**Exercise instructions**
**A.** In the 903 Forbidden exhibition text, what technique produced the text that the video installation originates from?
**B.** Check each statement against the 903 Forbidden exhibition text and mark it yes or no, quoting the words that decide it: (i) The digital video runs 10’50”. (ii) Viewers are advised to watch the video with speakers. (iii) In its first phase, Sala Abierta presents artists who live and work in Monterrey.
**C.** From the 903 Forbidden exhibition text, copy the part that opens with the words containing "I want to know" and closes with "on—we’re just busy.".

**Reading text**
▼▼▼

Sala Abierta [Open Gallery] 03 – Larissa Garza
903 Forbidden
Digital video* 10’50”
May 22 – June 5, 2020
Sala Abierta, an intangible space that in its first phase will present the work of artists who live and work in Guadalajara.
Video installation adapted for visual displays. It is recommended to watch the video in full-screen mode and with headphones.
903 Forbidden is a video installation that originates from a text created using the patchwriting technique—a type of literary collage that explores themes of identity, body, image, and failure from a queer perspective. The images respond to small pieces that collectively testify to a wandering between tangible and intangible spaces.
1 Queer refers to that which does not fit within socially established norms. Some fundamental aspects of queer theory include the critique of the normative heterosexual regime and the critique of identity.
Selected Bibliographies and Authors
- Gary Hill, Around and About
- Paul Preciado, Testo Junkie
- Diana J. Torres, Coño Potens
- Manuel de Landa, An Interview
- Ulrike Müller, Bulletin
- Sharon Hayes, Revolutionary Love: I Am Your Worst Fear, I Am Your Best Enemy
- Derek Jarman, At Your Own Risk
- Jack Smith, Statements, Ravings and Epigrams
- Roland Barthes, Preface to Renaud Camus, Tricks
- Lorena Peña Brito, Whirlpool
- Harmony Hammond, Class Notes
- K8 Hardy, Amifesto
- Lisa Le Feuvre, Introduction, Failure
Emails, Lin
For the first time, I feel the sensation of making a self-portrait for you. Drawing an image of myself as if I were you. Drag you. Dressing up as you. Bringing you back to life through this image.
We do not operate within the comfort zone. The lines are fuzzy. I didn’t have time to check my reflection in a mirror, and I certainly don’t remember my lines. If I ever had any.
Go to the very limit of what can be recognized of the body, reach the pleasure of the disfigurement of your language. The body is nothing but will made visible.
“Yes, I am…” Ultimately, the attribute is of no importance; what society will not tolerate is that I should be… nothing. Or, to be more exact, that the something that I am should be openly expressed as provisional, revocable, insignificant, inessential—in a word: irrelevant. Just say “I am” and you will be socially saved.
I hide, I watch myself, I censor myself, I restrain myself. There is a huge self-censorship because we are terrified of betraying ourselves. We don’t want people to know. We must acknowledge our differences in order to learn about, support, and work with each other.
Accept that the change happening within me is the mutation of an era. One can never observe all the possibilities and still move on to the next—sometimes one just exits and re-enters. I think I can agree with myself that it is not a matter of choice; that everything is on purpose: ‘a bouquet of mistakes’.
I want to know what we can do for each other now. I want to hear words that cut to the bone. When things get nasty, a sense of urgency prevails, and every day the world outside continues as if nothing had happened. It’s not even that there’s a lot going on—we’re just busy.

▲▲▲

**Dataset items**
▼▼▼

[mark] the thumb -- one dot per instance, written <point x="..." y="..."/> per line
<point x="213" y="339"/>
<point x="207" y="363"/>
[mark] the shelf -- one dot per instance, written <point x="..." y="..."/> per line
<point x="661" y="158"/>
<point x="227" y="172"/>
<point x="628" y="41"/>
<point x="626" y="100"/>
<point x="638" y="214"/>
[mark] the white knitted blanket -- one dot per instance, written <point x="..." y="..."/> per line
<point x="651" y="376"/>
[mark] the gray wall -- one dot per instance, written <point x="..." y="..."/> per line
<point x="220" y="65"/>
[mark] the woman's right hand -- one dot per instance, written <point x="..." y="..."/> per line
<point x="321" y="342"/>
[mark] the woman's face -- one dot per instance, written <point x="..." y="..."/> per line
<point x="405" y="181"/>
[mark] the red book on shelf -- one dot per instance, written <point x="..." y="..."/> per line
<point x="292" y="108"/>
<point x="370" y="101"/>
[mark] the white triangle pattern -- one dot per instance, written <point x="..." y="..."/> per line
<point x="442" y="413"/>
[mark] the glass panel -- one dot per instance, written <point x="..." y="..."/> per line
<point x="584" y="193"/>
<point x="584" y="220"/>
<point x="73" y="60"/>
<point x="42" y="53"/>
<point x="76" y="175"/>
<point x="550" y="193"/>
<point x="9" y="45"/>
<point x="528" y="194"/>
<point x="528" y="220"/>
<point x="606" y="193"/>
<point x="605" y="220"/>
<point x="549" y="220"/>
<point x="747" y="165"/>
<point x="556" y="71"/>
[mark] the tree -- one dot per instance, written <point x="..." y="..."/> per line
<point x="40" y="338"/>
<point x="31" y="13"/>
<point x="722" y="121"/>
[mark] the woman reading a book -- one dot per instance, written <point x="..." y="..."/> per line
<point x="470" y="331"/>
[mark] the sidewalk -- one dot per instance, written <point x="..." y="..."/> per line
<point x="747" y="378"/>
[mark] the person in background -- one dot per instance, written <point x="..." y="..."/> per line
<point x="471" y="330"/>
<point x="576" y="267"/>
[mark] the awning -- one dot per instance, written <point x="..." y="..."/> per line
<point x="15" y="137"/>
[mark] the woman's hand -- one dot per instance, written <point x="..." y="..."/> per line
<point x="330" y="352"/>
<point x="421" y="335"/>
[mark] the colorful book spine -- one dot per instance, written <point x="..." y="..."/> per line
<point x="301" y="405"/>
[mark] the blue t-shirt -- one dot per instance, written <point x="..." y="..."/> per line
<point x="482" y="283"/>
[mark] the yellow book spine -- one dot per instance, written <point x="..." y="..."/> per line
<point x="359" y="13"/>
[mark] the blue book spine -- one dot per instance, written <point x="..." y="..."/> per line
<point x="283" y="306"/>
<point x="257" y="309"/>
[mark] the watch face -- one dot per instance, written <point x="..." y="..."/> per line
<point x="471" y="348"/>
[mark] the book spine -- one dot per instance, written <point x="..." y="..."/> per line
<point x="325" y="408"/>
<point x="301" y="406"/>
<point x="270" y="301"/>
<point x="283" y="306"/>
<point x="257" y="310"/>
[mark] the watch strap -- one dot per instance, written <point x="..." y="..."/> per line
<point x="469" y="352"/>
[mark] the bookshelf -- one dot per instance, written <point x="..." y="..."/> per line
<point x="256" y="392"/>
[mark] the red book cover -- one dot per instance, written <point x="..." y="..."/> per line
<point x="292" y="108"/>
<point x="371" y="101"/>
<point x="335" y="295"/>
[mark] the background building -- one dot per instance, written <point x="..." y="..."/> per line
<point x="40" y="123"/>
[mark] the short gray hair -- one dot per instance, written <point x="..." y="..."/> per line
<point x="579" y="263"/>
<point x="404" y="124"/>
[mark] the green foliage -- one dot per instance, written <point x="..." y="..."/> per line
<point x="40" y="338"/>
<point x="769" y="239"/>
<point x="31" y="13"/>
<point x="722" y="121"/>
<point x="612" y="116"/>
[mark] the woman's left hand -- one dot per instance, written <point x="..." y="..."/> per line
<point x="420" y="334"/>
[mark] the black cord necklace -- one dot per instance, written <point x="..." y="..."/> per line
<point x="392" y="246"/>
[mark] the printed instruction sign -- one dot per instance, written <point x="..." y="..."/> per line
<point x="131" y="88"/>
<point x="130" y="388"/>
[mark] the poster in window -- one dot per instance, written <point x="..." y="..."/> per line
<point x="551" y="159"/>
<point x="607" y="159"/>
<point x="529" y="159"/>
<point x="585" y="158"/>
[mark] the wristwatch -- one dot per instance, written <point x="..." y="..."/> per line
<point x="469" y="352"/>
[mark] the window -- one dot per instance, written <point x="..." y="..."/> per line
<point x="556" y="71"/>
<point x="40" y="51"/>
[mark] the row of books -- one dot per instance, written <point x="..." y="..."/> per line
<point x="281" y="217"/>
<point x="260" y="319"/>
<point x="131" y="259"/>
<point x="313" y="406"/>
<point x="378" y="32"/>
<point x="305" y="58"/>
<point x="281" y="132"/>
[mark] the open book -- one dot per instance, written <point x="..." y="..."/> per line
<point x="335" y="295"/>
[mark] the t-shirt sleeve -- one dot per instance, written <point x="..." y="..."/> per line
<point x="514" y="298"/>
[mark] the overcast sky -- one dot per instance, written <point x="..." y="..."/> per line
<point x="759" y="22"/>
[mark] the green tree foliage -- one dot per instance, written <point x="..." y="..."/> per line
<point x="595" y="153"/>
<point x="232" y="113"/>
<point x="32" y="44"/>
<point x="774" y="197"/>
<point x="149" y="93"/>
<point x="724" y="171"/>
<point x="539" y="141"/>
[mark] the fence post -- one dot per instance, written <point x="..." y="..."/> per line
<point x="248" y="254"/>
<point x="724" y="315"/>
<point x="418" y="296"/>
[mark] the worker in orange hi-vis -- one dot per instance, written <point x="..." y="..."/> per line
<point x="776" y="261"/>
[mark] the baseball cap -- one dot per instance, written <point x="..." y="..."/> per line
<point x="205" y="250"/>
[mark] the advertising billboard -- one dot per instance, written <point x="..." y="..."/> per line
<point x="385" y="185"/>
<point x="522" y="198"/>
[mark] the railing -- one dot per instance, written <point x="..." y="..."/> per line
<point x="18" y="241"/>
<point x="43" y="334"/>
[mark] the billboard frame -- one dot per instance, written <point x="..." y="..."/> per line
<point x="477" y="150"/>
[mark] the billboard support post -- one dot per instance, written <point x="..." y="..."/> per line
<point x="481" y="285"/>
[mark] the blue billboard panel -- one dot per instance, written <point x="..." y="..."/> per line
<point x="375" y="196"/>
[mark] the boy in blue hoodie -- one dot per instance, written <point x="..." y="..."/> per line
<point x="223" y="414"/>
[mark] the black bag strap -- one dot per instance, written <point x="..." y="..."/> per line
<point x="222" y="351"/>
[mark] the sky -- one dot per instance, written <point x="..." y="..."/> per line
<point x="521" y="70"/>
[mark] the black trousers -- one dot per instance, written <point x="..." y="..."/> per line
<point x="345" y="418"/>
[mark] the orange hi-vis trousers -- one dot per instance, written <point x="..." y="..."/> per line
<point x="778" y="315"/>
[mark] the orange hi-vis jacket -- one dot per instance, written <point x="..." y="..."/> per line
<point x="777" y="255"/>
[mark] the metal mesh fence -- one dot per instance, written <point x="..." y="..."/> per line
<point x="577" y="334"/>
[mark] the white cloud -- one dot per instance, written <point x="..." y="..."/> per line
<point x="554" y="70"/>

▲▲▲

**Solution list**
**A.** The patchwriting technique, a type of literary collage.

**B.**
(i) Yes: "Digital video* 10’50”"
(ii) No: "It is recommended to watch the video in full-screen mode and with headphones."
(iii) No: "will present the work of artists who live and work in Guadalajara."

**C.**
I want to know what we can do for each other now. I want to hear words that cut to the bone. When things get nasty, a sense of urgency prevails, and every day the world outside continues as if nothing had happened. It’s not even that there’s a lot going on—we’re just busy.